■ Work instructions:
1. Retype the passage of the peristaltic pump patent from "With available peristaltic" to "inconvenient working conditions.".
2. List every publication number that the peristaltic pump patent gives under "Also published as".

■ Quoted passage:
|Publication number||US5356267 A|
|Application number||US 08/091,982|
|Publication date||Oct 18, 1994|
|Filing date||Jul 15, 1993|
|Priority date||Oct 27, 1992|
|Also published as||CA2147750A1, CA2147750C, DE69330002D1, DE69330002T2, EP0666963A1, EP0666963A4, EP0666963B1, WO1994010446A1|
|Publication number||08091982, 091982, US 5356267 A, US 5356267A, US-A-5356267, US5356267 A, US5356267A|
|Original Assignee||Beta Technology, Inc.|
|Export Citation||BiBTeX, EndNote, RefMan|
|Patent Citations (10), Referenced by (33), Classifications (10), Legal Events (7)|
|External Links: USPTO, USPTO Assignment, Espacenet|
This application is a continuation-in-part of co-pending U.S. application, Ser. No. 07/967,173, filed Oct. 27, 1992, now abandoned.
The present invention relates in general to pumps used for metering fluids. More particularly, the present invention relates to peristaltic pumps.
Many chemical dispensing systems utilize peristaltic pumps to supply chemicals in measured amounts. With industrial dish and clothes washers for example, peristaltic pumps meter the caustic and viscous chemicals used during the various wash and rinse cycles. The pumps typically include a length of flexible tubing and a rotatable spinner assembly having diametrically opposed rollers. The rollers press the inner walls of the tubing together at two points. As the spinner assembly is rotated, the rollers are moved along a curved section of tubing, forcing a measured amount of liquid through the tube. The required amount of a chemical may be delivered simply by operating the pump for a specific period of time.
Proper functioning of the peristaltic pump is dependent upon the ability of the spinner assembly to collapse the walls of the flexible tubing. The chemicals delivered with the chemical dispensing system often rapidly corrode the tubing. The continuous compression by the rollers wears down the flexible tubing, resulting in chemical leakage. Moreover, over time the tubing will harden, preventing the rollers from effectively squeezing the tubing wall. The flexible tubing must therefore be periodically replaced to ensure efficient and accurate operation of the peristaltic pump.
With available peristaltic pumps, replacement of the tubing is a complex, manually intensive and time consuming process which generally must be completed by a trained individual. The cover of the pump head must be removed, and the tubing disconnected from the input and output hoses and withdrawn from between the spinner assembly and the main body of the pump head. As the tubing is extracted from the pump head, any liquid remaining within the tubing is released. Depending upon the nature of the chemical, the spillage of excess liquid may be harmful and destructive in addition to creating a mess, potentially injuring the service individual and damaging nearby equipment. Since the maintenance is usually performed with the main body of the pump head installed for use, the required service often must be completed in awkward and inconvenient working conditions.
The present invention provides a peristaltic pump including a pump head designed as a removable cartridge. Instead of disassembling the pump head on site to remove the used flexible tubing, the entire pump head cartridge may be conveniently and efficiently replaced.

■ Dataset rows:
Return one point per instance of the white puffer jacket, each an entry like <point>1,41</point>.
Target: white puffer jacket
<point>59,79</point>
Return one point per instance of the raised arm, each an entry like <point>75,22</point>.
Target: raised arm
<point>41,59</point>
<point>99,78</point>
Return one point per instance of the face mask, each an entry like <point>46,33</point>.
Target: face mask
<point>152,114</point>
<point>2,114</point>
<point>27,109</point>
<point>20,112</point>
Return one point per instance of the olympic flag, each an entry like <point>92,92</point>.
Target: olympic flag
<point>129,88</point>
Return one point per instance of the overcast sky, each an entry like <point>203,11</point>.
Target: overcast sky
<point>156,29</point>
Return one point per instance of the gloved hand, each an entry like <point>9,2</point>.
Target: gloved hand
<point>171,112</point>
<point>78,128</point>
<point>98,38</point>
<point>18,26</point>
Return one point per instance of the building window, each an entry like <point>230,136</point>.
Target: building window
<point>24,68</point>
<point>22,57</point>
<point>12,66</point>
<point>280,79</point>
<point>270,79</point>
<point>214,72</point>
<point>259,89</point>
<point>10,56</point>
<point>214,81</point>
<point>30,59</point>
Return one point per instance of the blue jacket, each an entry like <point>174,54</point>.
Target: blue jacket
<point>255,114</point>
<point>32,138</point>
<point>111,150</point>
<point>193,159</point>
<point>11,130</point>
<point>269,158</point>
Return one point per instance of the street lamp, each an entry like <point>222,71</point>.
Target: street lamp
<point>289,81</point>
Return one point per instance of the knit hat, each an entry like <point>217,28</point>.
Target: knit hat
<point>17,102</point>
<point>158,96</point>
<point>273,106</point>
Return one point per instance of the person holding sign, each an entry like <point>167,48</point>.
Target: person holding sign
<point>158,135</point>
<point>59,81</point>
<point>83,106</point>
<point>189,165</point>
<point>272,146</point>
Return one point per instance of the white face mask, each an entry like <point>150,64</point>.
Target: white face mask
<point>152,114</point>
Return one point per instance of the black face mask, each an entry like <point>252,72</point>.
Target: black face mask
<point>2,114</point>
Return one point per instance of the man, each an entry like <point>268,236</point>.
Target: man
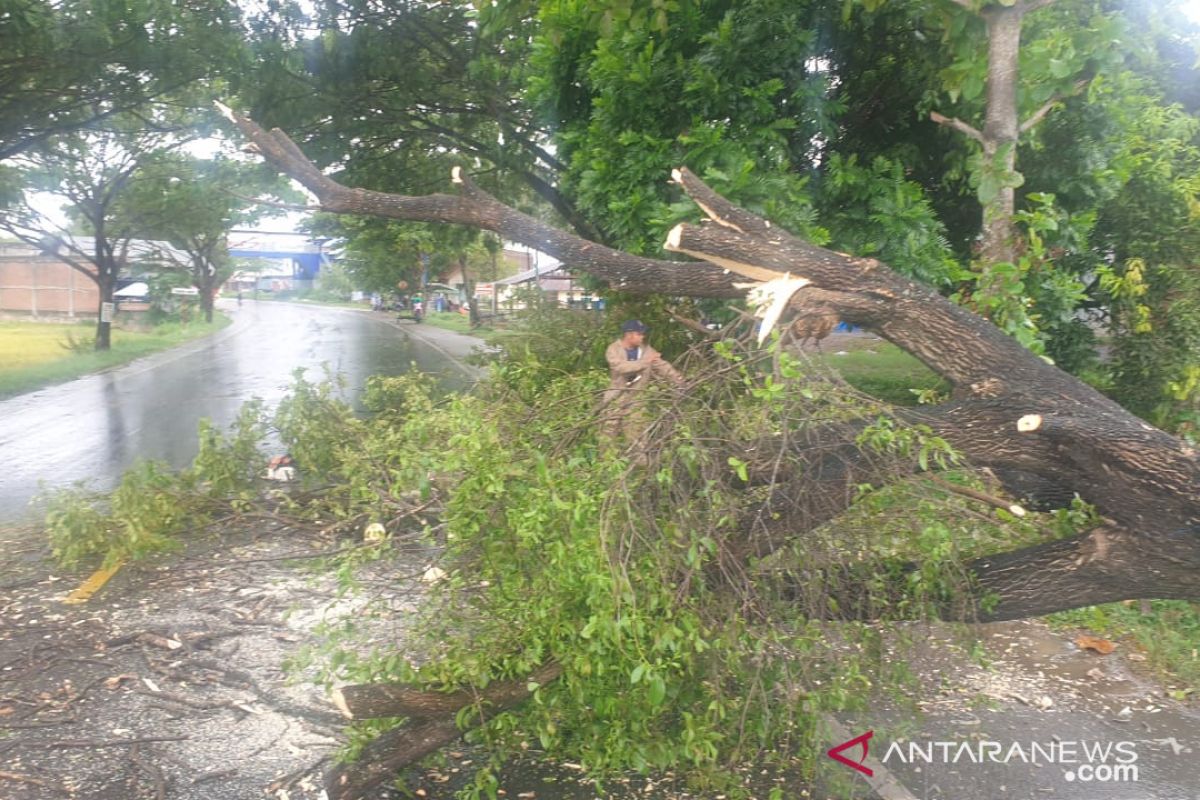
<point>633,366</point>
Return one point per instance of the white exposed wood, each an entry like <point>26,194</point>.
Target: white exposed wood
<point>1029,422</point>
<point>675,236</point>
<point>771,299</point>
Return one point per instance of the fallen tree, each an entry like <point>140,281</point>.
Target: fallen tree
<point>1011,411</point>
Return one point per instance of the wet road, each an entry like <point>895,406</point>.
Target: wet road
<point>96,427</point>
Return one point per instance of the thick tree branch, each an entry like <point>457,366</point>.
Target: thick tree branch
<point>376,701</point>
<point>1038,115</point>
<point>478,209</point>
<point>958,125</point>
<point>1030,6</point>
<point>402,746</point>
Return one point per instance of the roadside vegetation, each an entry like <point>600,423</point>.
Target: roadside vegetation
<point>35,355</point>
<point>611,560</point>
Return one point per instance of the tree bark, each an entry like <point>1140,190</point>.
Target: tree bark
<point>105,330</point>
<point>1000,130</point>
<point>375,701</point>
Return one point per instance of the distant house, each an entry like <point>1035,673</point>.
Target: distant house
<point>515,262</point>
<point>558,286</point>
<point>39,284</point>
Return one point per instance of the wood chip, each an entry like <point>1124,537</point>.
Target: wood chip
<point>1095,643</point>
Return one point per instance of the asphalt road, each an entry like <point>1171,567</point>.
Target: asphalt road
<point>94,428</point>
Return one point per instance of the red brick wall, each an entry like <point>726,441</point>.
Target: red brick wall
<point>42,286</point>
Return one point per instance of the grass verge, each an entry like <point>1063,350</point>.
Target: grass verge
<point>887,372</point>
<point>34,355</point>
<point>461,324</point>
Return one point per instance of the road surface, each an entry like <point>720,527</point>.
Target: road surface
<point>96,427</point>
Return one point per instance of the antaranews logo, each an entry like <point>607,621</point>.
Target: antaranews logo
<point>1084,761</point>
<point>861,740</point>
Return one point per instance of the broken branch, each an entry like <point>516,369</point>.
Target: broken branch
<point>958,125</point>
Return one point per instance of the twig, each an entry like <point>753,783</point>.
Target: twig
<point>204,777</point>
<point>28,779</point>
<point>106,743</point>
<point>1012,507</point>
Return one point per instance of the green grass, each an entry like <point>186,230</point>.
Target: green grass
<point>34,355</point>
<point>885,371</point>
<point>1169,637</point>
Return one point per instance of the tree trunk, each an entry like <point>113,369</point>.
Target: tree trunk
<point>402,746</point>
<point>469,289</point>
<point>1000,132</point>
<point>1002,127</point>
<point>105,329</point>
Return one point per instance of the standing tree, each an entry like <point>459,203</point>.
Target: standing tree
<point>193,204</point>
<point>67,66</point>
<point>95,172</point>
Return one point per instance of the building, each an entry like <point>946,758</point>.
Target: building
<point>43,286</point>
<point>35,283</point>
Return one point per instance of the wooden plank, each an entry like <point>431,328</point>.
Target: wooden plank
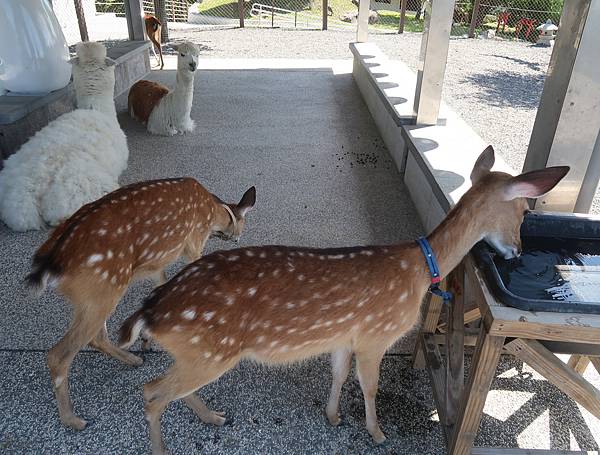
<point>455,348</point>
<point>579,363</point>
<point>432,309</point>
<point>437,375</point>
<point>510,451</point>
<point>470,340</point>
<point>483,370</point>
<point>555,371</point>
<point>596,362</point>
<point>402,16</point>
<point>469,316</point>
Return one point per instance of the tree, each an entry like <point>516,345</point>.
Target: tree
<point>160,10</point>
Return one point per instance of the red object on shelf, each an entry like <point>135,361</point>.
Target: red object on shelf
<point>525,22</point>
<point>502,20</point>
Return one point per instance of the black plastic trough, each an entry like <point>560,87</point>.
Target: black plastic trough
<point>550,232</point>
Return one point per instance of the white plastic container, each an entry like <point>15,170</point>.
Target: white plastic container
<point>34,57</point>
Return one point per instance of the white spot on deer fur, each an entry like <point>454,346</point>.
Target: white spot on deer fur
<point>94,258</point>
<point>188,314</point>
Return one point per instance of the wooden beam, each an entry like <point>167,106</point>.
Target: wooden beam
<point>483,370</point>
<point>555,371</point>
<point>437,375</point>
<point>433,309</point>
<point>241,12</point>
<point>455,348</point>
<point>402,16</point>
<point>579,363</point>
<point>474,17</point>
<point>81,20</point>
<point>596,362</point>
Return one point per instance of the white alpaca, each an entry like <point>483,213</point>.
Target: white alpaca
<point>75,159</point>
<point>167,112</point>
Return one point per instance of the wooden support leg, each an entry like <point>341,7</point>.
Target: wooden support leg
<point>433,308</point>
<point>455,348</point>
<point>483,369</point>
<point>579,363</point>
<point>543,361</point>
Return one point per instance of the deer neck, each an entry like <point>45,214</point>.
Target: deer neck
<point>452,240</point>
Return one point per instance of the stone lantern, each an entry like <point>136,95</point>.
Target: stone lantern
<point>547,33</point>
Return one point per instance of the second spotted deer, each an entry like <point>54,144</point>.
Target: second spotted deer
<point>133,232</point>
<point>278,304</point>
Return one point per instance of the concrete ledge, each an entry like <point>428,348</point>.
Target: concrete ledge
<point>22,116</point>
<point>436,160</point>
<point>388,90</point>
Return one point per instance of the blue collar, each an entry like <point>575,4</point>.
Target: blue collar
<point>434,271</point>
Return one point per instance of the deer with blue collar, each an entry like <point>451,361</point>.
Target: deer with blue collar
<point>277,304</point>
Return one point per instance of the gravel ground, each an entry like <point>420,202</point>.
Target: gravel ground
<point>495,85</point>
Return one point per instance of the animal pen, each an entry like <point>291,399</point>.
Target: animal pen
<point>369,154</point>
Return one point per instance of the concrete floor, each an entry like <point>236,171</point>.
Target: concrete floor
<point>323,178</point>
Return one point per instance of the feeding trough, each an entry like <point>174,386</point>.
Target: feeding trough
<point>558,270</point>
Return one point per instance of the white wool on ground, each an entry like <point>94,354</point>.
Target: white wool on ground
<point>74,160</point>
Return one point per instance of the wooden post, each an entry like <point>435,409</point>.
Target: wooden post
<point>483,370</point>
<point>241,12</point>
<point>81,20</point>
<point>474,17</point>
<point>402,16</point>
<point>455,348</point>
<point>362,29</point>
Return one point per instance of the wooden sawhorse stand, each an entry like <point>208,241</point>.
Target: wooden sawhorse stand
<point>502,330</point>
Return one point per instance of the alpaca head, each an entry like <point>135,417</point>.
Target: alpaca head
<point>94,78</point>
<point>187,57</point>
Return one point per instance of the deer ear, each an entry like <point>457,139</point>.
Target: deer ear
<point>247,202</point>
<point>483,165</point>
<point>535,183</point>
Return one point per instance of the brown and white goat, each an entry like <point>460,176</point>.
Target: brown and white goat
<point>278,304</point>
<point>153,30</point>
<point>133,232</point>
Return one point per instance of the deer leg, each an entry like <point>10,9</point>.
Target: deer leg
<point>181,381</point>
<point>83,328</point>
<point>367,367</point>
<point>340,366</point>
<point>102,343</point>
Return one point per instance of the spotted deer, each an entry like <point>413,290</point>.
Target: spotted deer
<point>133,232</point>
<point>278,304</point>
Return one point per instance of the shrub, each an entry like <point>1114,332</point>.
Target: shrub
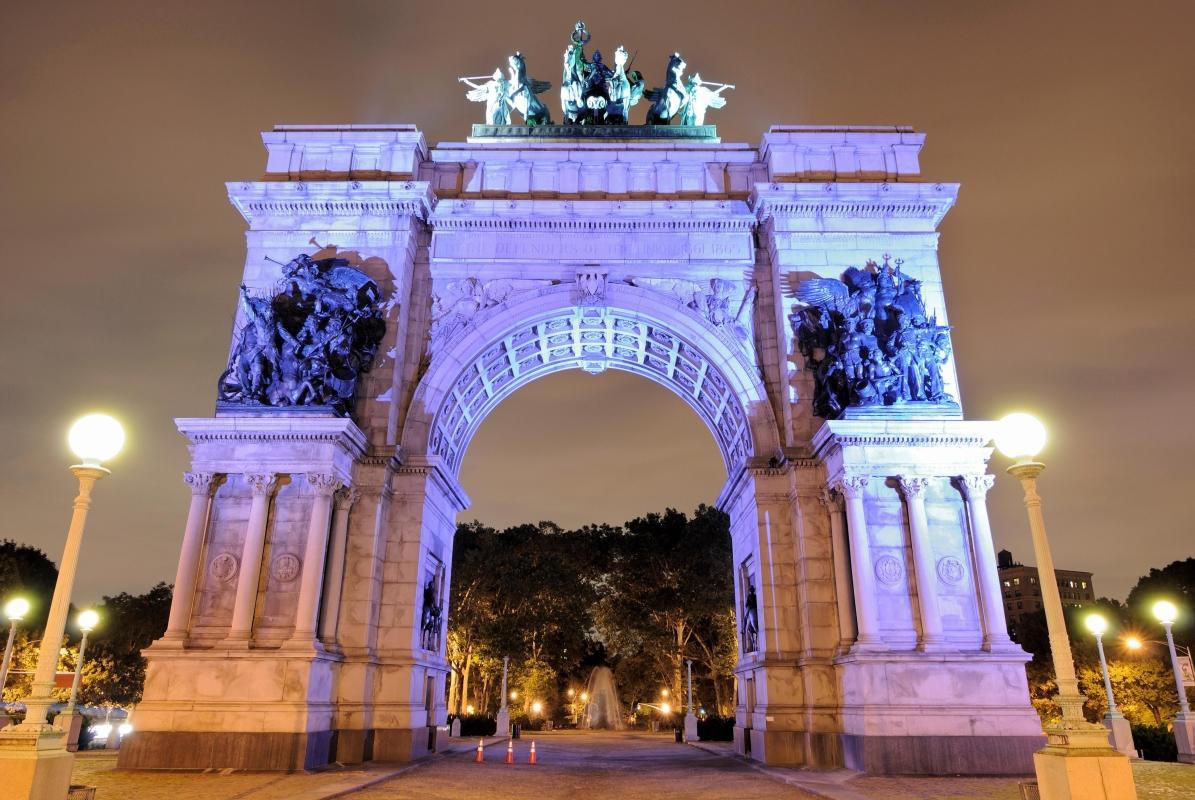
<point>716,728</point>
<point>1154,742</point>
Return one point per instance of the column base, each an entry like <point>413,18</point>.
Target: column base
<point>941,755</point>
<point>226,750</point>
<point>1076,771</point>
<point>35,764</point>
<point>1121,733</point>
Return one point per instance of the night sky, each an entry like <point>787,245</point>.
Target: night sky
<point>1066,262</point>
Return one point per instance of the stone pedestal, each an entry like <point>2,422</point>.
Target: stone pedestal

■ Responses for each task:
1.
With available peristaltic pumps, replacement of the tubing is a complex, manually intensive and time consuming process which generally must be completed by a trained individual. The cover of the pump head must be removed, and the tubing disconnected from the input and output hoses and withdrawn from between the spinner assembly and the main body of the pump head. As the tubing is extracted from the pump head, any liquid remaining within the tubing is released. Depending upon the nature of the chemical, the spillage of excess liquid may be harmful and destructive in addition to creating a mess, potentially injuring the service individual and damaging nearby equipment. Since the maintenance is usually performed with the main body of the pump head installed for use, the required service often must be completed in awkward and inconvenient working conditions.

2.
CA2147750A1
CA2147750C
DE69330002D1
DE69330002T2
EP0666963A1
EP0666963A4
EP0666963B1
WO1994010446A1